Prompt
From first line to last, output the records below exactly.

Data excerpts

================

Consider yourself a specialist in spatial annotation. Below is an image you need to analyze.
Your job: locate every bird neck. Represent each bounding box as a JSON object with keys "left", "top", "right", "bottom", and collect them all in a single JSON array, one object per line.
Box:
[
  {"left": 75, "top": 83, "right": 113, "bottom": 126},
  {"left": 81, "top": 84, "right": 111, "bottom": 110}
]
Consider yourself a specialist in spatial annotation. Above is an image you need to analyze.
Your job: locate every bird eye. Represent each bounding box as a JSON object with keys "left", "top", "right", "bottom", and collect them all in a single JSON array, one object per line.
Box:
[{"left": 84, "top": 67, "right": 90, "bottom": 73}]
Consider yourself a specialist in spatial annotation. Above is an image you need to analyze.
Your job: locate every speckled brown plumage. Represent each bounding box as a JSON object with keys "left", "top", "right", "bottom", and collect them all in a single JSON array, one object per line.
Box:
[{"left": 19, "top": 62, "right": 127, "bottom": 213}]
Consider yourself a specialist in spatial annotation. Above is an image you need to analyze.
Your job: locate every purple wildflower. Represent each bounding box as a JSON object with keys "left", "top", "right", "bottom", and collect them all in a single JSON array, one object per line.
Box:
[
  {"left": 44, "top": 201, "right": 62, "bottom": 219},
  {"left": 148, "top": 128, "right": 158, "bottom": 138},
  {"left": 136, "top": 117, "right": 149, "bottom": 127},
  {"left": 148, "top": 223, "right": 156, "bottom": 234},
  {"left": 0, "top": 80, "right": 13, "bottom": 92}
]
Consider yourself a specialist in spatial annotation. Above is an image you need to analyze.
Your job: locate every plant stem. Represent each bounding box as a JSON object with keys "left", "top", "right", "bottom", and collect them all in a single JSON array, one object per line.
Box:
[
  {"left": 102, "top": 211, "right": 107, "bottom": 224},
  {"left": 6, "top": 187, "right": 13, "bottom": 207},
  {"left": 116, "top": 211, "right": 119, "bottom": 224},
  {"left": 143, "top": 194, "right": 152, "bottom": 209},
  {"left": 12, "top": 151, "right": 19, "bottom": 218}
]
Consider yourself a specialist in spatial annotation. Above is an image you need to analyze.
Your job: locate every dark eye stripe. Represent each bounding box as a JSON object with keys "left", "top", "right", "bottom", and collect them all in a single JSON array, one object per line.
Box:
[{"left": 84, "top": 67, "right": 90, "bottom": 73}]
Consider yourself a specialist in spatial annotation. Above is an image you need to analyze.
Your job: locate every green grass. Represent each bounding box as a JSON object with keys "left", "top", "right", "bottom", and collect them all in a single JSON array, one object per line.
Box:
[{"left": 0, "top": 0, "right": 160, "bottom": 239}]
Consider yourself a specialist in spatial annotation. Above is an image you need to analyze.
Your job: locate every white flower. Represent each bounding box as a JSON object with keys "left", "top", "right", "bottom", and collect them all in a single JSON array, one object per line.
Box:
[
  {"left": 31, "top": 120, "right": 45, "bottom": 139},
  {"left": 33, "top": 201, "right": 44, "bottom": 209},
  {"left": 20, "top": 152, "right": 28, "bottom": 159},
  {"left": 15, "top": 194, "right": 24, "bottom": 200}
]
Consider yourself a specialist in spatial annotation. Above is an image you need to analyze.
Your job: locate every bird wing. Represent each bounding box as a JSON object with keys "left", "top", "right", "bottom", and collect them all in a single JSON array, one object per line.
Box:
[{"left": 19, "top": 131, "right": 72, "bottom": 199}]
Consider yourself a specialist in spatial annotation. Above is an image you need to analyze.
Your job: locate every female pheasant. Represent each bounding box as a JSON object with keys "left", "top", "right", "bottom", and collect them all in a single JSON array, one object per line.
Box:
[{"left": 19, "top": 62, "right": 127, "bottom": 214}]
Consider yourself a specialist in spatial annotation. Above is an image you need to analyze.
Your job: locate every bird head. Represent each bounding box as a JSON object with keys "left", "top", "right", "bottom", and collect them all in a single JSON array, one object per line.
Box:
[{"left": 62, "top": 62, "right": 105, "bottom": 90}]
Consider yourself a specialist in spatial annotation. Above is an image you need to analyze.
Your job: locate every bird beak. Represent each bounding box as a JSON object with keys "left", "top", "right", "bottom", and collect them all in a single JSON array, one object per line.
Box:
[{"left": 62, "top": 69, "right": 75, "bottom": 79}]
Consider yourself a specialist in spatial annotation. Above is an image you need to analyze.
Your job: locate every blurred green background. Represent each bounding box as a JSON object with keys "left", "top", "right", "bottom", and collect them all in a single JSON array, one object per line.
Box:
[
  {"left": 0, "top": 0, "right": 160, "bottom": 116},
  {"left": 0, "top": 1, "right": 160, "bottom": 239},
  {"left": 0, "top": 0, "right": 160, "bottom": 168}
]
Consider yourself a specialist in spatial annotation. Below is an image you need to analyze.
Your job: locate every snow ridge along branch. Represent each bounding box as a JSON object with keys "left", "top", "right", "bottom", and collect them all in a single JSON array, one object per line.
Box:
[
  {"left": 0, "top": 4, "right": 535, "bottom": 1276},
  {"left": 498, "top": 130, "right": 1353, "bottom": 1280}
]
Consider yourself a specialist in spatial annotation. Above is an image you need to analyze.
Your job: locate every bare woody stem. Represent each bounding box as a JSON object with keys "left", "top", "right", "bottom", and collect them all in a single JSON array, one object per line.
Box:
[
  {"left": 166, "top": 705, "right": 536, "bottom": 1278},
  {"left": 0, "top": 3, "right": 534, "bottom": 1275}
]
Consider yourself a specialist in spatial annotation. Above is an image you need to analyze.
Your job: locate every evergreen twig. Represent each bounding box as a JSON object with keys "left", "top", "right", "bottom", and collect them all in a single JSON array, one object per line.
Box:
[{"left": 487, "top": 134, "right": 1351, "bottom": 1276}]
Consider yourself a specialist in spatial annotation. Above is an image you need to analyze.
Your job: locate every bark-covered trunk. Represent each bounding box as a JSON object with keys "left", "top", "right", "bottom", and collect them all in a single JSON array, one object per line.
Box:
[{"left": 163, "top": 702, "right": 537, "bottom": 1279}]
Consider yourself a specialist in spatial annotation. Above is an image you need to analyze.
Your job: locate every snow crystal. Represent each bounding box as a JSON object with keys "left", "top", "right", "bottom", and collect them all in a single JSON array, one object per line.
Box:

================

Output for this task
Consider yourself a specialist in spatial annotation. Below is an image you need to analyze.
Your job: locate every bird neck. Represent each bounding box as a JSON object with keys "left", "top", "right", "bottom", and collect them all in a single JSON array, one object per line.
Box:
[
  {"left": 75, "top": 83, "right": 113, "bottom": 126},
  {"left": 81, "top": 84, "right": 111, "bottom": 110}
]
Consider yourself a specialist in spatial annotation. Above is an image you need to analyze.
Your job: locate every bird eye. Represent each bounding box as a JSON object with keys "left", "top", "right", "bottom", and collect them all in a single JSON array, one object per line.
Box:
[{"left": 84, "top": 67, "right": 90, "bottom": 73}]
Consider yourself a specialist in spatial annotation. Above is an image you need to analyze.
Your job: locate every speckled brown plumage. Represent each bounding box as a JSON object with keys "left", "top", "right", "bottom", and collect them all in a single JSON array, one object per line.
Box:
[{"left": 19, "top": 62, "right": 127, "bottom": 213}]
Consider yourself a specialist in spatial annotation. Above is an image you need to analyze.
Your job: locate every purple wildflower. Represent each bounding box as a JSON object with keys "left", "top", "right", "bottom", and collect them all in a single JSON array, one object per line.
Box:
[
  {"left": 44, "top": 201, "right": 62, "bottom": 219},
  {"left": 148, "top": 128, "right": 158, "bottom": 138},
  {"left": 136, "top": 117, "right": 149, "bottom": 127},
  {"left": 148, "top": 223, "right": 156, "bottom": 234},
  {"left": 0, "top": 80, "right": 13, "bottom": 92}
]
Consider yourself a specialist in spatial annotation. Above is an image you need to analyze.
Your job: locate every plant stem. Represent each bounding box as a JSON object with keys "left", "top", "right", "bottom", and collect them all in a single JSON array, one object per line.
Box:
[
  {"left": 102, "top": 211, "right": 107, "bottom": 224},
  {"left": 6, "top": 187, "right": 13, "bottom": 207},
  {"left": 116, "top": 211, "right": 119, "bottom": 224},
  {"left": 143, "top": 194, "right": 152, "bottom": 209},
  {"left": 12, "top": 151, "right": 19, "bottom": 218}
]
Consider yourself a specialist in spatial annotation. Above is an image you need to analyze.
Your job: locate every dark eye stripe. Represent each bounding box as a JSON object with keys "left", "top", "right", "bottom", and collect them all in a single JSON array, one object per line.
Box:
[{"left": 84, "top": 67, "right": 90, "bottom": 73}]
Consider yourself a specialist in spatial annotation. Above is an image you need to analyze.
Your job: locate every green grass. Represent each bounding box as a JSON object with keys "left", "top", "right", "bottom", and collect them all in a single JSON array, one object per line.
Box:
[{"left": 0, "top": 0, "right": 160, "bottom": 239}]
Consider yourself a specialist in spatial annotation. Above is an image you need to analyze.
Your job: locate every white flower. Represent each bounding box as a JSON object with keys "left", "top", "right", "bottom", and collect them all in a single JSON array, one object per line.
Box:
[
  {"left": 31, "top": 120, "right": 45, "bottom": 139},
  {"left": 33, "top": 201, "right": 44, "bottom": 209},
  {"left": 20, "top": 152, "right": 28, "bottom": 159},
  {"left": 15, "top": 194, "right": 24, "bottom": 200}
]
Consider yourself a specialist in spatial annotation. Above is an image you need to analyze.
Your job: locate every bird wing. Represent each bounding box as a JSON object with keys "left", "top", "right", "bottom", and collect them all in a single JSON array, one object per line.
Box:
[{"left": 19, "top": 131, "right": 72, "bottom": 199}]
Consider yourself a specialist in spatial annotation. Above is an image you need to analyze.
Your job: locate every female pheasant. Represent each bounding box as a JSON object with keys "left", "top", "right", "bottom", and collect them all in a single JSON array, one object per line.
Box:
[{"left": 19, "top": 62, "right": 127, "bottom": 214}]
Consider yourself a specialist in spatial annotation. Above is an image you need to analyze.
Your job: locate every bird head. Represent each bounding box as a JSON object with keys "left", "top", "right", "bottom", and collect them all in a single JSON array, one object per line.
Box:
[{"left": 62, "top": 62, "right": 105, "bottom": 90}]
Consider yourself a specialist in spatial annotation. Above is an image you need to analyze.
Your job: locate every bird beak. Represent each bounding box as a JSON object with keys "left", "top", "right", "bottom", and collect them all in a single JSON array, one object per line.
Box:
[{"left": 62, "top": 69, "right": 75, "bottom": 79}]
Consider yourself a specialist in spatial annotation. Above is an image you need to analyze.
Your job: locate every blurred green background. Represent each bounding box as a JSON object with keys "left", "top", "right", "bottom", and collect them all in a single JSON array, one object per line.
Box:
[
  {"left": 0, "top": 0, "right": 160, "bottom": 116},
  {"left": 0, "top": 1, "right": 160, "bottom": 239},
  {"left": 0, "top": 0, "right": 160, "bottom": 168}
]
Consider yourself a specialist in spatial annotation. Below is an image you need to analyze.
Your job: locate every snow ridge along branch. Represent each bounding box as a JSON object with keys "left", "top", "right", "bottom", and collect them all in a single JSON array, one object per line.
Box:
[
  {"left": 0, "top": 4, "right": 535, "bottom": 1276},
  {"left": 498, "top": 130, "right": 1353, "bottom": 1280}
]
Consider yourself a specialist in spatial annotation. Above is an image you need to analyze.
Your job: locate every bare woody stem. Represent each bounding box as a JSON object with keys "left", "top", "right", "bottom", and collect them all in a single JSON array, one object per line.
Box:
[
  {"left": 166, "top": 705, "right": 536, "bottom": 1278},
  {"left": 0, "top": 3, "right": 534, "bottom": 1275}
]
Consider yourself a specialist in spatial annotation. Above is an image you need to analyze.
Your job: locate every evergreen twig. Represent each bounding box as a JSON object with keys "left", "top", "right", "bottom", and collect them all in a single JSON array, one object per line.
Box:
[{"left": 487, "top": 134, "right": 1351, "bottom": 1276}]
Consider yourself a specialist in spatial annotation. Above is an image you need to analyze.
Your job: locate every bark-covered trunk. Represent each bounding box as a JSON object with keys "left", "top", "right", "bottom", and collect them all in a single JSON array, one object per line.
Box:
[{"left": 163, "top": 702, "right": 537, "bottom": 1279}]
Consider yourself a specialist in spatial annotation. Above is an image you need to analyze.
Your job: locate every snow crystal. Represent each bounding box as a JSON object with keys "left", "top", "right", "bottom", and collect them all in a single JSON array, one object per line.
Box:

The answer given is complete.